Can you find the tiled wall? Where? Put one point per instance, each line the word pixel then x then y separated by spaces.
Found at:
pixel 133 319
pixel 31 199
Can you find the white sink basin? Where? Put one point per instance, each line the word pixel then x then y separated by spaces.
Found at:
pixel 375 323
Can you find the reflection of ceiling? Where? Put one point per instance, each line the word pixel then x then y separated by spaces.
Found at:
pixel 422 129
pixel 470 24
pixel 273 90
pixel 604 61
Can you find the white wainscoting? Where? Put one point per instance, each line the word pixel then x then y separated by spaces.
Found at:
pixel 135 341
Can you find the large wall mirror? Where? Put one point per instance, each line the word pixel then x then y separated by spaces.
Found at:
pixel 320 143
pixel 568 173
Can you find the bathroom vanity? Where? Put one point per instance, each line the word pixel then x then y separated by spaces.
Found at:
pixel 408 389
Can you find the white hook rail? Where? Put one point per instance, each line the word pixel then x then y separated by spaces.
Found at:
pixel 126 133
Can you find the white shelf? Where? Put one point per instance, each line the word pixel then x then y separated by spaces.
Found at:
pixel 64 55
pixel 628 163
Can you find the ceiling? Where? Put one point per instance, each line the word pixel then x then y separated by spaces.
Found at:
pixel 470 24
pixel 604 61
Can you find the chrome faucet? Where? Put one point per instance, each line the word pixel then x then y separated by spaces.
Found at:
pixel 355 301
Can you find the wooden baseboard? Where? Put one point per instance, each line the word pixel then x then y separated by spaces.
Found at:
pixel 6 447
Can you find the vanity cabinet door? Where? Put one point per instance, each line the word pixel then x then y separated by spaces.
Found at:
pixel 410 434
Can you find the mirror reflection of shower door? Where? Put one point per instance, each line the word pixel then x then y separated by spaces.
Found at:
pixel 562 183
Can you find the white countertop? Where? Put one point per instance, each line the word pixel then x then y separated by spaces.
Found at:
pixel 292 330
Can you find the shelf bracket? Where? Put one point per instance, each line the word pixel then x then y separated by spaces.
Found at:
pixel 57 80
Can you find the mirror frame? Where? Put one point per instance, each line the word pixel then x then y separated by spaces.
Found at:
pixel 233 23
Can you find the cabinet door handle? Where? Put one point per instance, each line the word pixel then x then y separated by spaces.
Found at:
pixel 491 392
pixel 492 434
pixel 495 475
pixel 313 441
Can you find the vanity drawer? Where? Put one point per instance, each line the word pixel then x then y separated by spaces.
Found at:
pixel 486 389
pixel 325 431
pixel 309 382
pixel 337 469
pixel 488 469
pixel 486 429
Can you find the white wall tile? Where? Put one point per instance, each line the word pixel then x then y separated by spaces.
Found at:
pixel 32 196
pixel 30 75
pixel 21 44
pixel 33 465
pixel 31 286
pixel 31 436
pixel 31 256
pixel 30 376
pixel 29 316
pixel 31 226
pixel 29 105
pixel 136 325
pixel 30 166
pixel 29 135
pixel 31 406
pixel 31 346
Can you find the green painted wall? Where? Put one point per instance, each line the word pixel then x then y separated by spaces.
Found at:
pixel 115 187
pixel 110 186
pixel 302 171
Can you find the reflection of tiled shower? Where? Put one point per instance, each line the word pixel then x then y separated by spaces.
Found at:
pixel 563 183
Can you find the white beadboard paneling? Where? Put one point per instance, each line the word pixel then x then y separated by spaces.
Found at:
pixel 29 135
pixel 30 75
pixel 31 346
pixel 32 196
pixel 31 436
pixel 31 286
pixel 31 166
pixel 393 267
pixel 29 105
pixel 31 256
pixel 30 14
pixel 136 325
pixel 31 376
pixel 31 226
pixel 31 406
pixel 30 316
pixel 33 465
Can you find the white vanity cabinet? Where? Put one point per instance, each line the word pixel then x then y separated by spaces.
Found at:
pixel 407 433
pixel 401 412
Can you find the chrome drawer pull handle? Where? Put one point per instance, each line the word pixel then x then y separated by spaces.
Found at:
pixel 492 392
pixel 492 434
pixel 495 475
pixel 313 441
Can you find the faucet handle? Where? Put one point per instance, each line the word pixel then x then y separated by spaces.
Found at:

**WHAT NEEDS TO BE DONE:** Quote exactly what appears from the line containing "Can you find the cabinet" through the final line of the listing above, including both of those lines.

**FINISHED ANSWER:**
Can you find the cabinet door handle? Where? Put one point per instance, each line the word pixel then x then y separated by spaces.
Found at:
pixel 491 392
pixel 492 434
pixel 495 475
pixel 313 441
Can you find the vanity drawer? Where? Put one point per instance, each line the word pixel then x then y separated by spaces.
Found at:
pixel 486 389
pixel 325 431
pixel 309 382
pixel 337 469
pixel 488 469
pixel 486 429
Can you find the white wall tile? Where? Put one point per instance, each line the word pixel then x then y separated by spaces.
Found at:
pixel 32 196
pixel 30 75
pixel 21 44
pixel 33 465
pixel 31 286
pixel 31 436
pixel 31 256
pixel 30 376
pixel 29 316
pixel 31 226
pixel 29 105
pixel 136 325
pixel 30 166
pixel 29 135
pixel 31 406
pixel 31 346
Can you find the green painted wall? Where? Put one point per instance, each line the word pixel then x then y separated by spaces.
Found at:
pixel 115 187
pixel 110 186
pixel 302 171
Can you find the reflection of tiled shower? Where? Put one point per instance, each line the word pixel then x then y separated by spaces.
Found at:
pixel 563 183
Can you find the white beadboard paneling? Where? Put one point per instance, each line the word pixel then x then y separated by spaces.
Found at:
pixel 29 135
pixel 30 75
pixel 31 346
pixel 32 196
pixel 31 436
pixel 31 286
pixel 31 166
pixel 393 267
pixel 29 105
pixel 31 256
pixel 30 14
pixel 136 325
pixel 31 376
pixel 31 226
pixel 31 406
pixel 30 316
pixel 33 465
Can you find the white vanity cabinet? Where? Put one point per instance, each line the word pixel then x then y separated by spaces.
Found at:
pixel 407 433
pixel 401 412
Can you find the chrome drawer pull handle? Where? Put one point per instance, each line the word pixel then x then y separated by spaces.
Found at:
pixel 492 392
pixel 492 434
pixel 495 475
pixel 313 441
Can you find the faucet handle? Where? Put one point per instance, each line the word pixel then x then y separated by spaces.
Found at:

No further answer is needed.